从下面这篇介绍 Go 并发 pipeline 的文章中一字不改地抄录一段文字,从“每个阶段有任意数量的输入输入”开始,到“思考一个有三个stage的pipeline。”结束。

■ **来源**:
※ ※ ※
介绍

Go 的并发原语可以轻松的的通过建立数据流pipeline来有效的利用I/O和多CPU。本文介绍了这种pipeline的一些例子,强调了当操作失败时的细节处理,以及错误后如何清理。

什么是pipeline

在Go中pipeline并没有明确的定义;它只是多种并发程序中的一种。通俗的讲,一个pipeline是由一系列channel连接的stages,其中每个stage是一组运行相同函数的goroutine。在每个stage中,goroutine

  • 通过输入channel从上游接收值
  • 对这些数据执行某些函数,通常是生成一些新的值
  • 通过输出channel发送值到下游

每个阶段有任意数量的输入输入channel,除了第一个和最后阶段,分别只有输出或输入channel。第一个阶段有时被称为sourceproducer;最后阶段称为sinkconsumer

我们将开始通过一个简单的pipeline的例子来阐述这个思想和技巧。稍后,我们会介绍一个更贴近现实的例子。

阶乘数字

思考一个有三个stage的pipeline。

第一个stage,gen,是一个转换一个integer的list并将list中的integer发送到一个channel中的函数。这个gen函数启动一个goroutine将integer发送到channel并且当所有值发送完后关闭channel:

func gen(nums ...int) <-chan int {
    out := make(chan int)
    go func() {
        for _, n := range nums {
            out <- n
        }
        close(out)
    }()
    return out
}

第二个stage,sq,从一个channel中接收integer,将每个integer平方后发送到一个channel中并返回这个channel。在输入channel关闭并将这个阶段的所有值发送到下游后,关闭输出channel:

func sq(in <-chan int) <-chan int {
    out := make(chan int)
    go func() {
        for n := range in {
            out <- n * n
        }
        close(out)
    }()
    return out
}

main函数中建立pipeline并运行最后一个stage:它从第二个stage中接收值并显示出每一个,直到channel被关闭:

func main() {
    // Set up the pipeline.
    c := gen(2, 3)
    out := sq(c)

    // Consume the output.
※ ※ ※
提取的数据条目
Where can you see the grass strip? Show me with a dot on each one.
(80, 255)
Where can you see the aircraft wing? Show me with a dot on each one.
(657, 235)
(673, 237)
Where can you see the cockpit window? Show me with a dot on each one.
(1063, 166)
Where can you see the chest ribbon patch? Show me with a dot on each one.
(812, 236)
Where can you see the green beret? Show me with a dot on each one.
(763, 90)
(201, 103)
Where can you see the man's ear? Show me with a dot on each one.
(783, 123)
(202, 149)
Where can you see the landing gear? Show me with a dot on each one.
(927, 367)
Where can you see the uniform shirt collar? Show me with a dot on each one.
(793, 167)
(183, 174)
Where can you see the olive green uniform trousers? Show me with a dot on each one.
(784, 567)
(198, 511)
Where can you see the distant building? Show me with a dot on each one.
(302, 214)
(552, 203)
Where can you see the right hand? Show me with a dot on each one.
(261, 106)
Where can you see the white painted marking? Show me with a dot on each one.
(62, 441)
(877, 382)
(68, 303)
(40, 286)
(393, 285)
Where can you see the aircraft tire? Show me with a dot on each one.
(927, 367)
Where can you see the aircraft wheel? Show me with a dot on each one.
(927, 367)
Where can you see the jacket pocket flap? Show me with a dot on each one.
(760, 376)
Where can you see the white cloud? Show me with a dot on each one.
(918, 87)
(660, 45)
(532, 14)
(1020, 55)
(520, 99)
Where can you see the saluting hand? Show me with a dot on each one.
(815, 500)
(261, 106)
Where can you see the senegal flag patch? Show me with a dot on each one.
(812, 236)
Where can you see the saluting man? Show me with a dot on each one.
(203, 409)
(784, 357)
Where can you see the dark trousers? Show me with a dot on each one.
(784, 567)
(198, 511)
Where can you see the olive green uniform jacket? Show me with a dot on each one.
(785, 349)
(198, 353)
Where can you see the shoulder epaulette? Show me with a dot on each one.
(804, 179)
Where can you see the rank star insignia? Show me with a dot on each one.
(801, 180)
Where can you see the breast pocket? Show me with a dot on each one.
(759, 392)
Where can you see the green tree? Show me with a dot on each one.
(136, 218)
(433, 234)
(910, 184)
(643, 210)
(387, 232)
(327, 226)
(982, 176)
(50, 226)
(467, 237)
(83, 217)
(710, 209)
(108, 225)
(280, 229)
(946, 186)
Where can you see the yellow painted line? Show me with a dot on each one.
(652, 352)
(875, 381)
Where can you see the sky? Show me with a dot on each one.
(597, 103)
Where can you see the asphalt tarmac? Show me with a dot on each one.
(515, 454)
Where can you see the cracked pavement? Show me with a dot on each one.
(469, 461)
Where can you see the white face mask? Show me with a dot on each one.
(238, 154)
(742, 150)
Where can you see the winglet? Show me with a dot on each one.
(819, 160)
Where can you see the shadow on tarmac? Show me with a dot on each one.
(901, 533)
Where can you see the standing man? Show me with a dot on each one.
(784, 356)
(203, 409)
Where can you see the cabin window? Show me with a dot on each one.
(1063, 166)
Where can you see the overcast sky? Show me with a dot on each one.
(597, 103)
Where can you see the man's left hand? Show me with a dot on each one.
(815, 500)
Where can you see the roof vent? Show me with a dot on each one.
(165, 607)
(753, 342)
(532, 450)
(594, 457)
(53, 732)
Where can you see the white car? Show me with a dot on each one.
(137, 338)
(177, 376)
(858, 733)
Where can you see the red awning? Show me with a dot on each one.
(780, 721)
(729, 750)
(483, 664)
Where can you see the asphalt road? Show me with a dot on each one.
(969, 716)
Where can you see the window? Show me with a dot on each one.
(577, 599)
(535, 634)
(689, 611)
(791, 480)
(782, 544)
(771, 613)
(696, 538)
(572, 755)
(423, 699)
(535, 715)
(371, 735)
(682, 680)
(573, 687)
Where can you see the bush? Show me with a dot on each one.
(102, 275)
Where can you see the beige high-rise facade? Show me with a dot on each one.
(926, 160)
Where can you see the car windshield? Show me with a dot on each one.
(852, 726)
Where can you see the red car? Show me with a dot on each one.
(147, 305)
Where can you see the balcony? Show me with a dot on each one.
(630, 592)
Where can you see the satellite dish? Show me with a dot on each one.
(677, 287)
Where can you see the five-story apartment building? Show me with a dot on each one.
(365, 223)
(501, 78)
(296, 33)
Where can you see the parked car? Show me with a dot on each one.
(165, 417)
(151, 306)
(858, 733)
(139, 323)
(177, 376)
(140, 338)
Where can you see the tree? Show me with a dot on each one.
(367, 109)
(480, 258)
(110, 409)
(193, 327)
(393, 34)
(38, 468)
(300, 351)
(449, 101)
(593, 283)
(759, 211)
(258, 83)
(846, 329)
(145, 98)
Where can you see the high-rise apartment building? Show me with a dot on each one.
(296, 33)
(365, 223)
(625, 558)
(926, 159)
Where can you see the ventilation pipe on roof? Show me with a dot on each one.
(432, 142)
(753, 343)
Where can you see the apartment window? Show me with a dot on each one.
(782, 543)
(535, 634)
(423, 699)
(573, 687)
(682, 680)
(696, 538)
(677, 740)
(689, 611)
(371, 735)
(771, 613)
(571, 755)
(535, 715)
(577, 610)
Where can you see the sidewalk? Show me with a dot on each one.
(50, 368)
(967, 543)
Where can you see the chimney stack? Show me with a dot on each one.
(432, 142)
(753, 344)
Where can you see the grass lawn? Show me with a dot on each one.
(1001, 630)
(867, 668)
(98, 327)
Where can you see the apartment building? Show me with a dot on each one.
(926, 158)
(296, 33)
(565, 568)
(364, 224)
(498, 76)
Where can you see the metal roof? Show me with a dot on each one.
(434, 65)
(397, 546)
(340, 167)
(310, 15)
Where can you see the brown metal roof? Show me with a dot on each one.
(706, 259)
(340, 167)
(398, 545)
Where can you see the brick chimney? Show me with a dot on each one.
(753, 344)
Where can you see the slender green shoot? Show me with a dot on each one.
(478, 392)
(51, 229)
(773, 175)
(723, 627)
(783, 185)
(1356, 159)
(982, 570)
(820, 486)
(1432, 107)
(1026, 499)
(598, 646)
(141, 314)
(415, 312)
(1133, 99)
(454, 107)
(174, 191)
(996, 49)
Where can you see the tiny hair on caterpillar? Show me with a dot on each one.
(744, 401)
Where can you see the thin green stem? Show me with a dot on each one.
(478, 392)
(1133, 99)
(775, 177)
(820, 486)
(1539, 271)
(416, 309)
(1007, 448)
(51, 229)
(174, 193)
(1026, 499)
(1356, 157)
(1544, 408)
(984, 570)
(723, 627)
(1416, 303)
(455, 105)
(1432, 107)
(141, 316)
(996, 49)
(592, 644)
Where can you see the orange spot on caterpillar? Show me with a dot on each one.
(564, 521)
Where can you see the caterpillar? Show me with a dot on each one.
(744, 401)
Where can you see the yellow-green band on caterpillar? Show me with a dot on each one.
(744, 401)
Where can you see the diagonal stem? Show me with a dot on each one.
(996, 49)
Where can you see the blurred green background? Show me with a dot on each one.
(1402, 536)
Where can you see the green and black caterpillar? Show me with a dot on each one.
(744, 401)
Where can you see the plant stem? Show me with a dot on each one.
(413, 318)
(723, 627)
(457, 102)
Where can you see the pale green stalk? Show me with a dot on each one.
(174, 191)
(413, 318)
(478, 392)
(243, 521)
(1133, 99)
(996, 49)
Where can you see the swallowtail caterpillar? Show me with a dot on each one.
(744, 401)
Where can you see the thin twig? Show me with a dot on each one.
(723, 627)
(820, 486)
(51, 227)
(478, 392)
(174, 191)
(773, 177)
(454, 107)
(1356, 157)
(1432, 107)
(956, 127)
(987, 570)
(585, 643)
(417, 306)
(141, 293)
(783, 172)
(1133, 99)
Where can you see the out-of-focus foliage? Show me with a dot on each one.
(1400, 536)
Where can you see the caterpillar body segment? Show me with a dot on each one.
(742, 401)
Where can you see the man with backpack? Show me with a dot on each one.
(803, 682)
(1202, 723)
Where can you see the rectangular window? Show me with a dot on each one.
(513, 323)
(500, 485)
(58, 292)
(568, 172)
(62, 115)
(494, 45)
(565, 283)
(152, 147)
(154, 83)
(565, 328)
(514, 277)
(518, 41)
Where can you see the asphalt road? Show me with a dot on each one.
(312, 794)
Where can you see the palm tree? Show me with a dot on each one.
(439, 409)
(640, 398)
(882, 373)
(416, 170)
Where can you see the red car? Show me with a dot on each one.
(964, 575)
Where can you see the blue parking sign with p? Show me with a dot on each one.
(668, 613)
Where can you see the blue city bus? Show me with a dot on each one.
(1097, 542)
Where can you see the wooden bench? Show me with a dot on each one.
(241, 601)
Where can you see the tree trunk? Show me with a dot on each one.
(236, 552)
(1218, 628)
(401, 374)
※ ※ ※
■ **预期输出**:
每个阶段有任意数量的输入输入channel,除了第一个和最后阶段,分别只有输出或输入channel。第一个阶段有时被称为sourceproducer;最后阶段称为sinkconsumer

我们将开始通过一个简单的pipeline的例子来阐述这个思想和技巧。稍后,我们会介绍一个更贴近现实的例子。

阶乘数字

思考一个有三个stage的pipeline。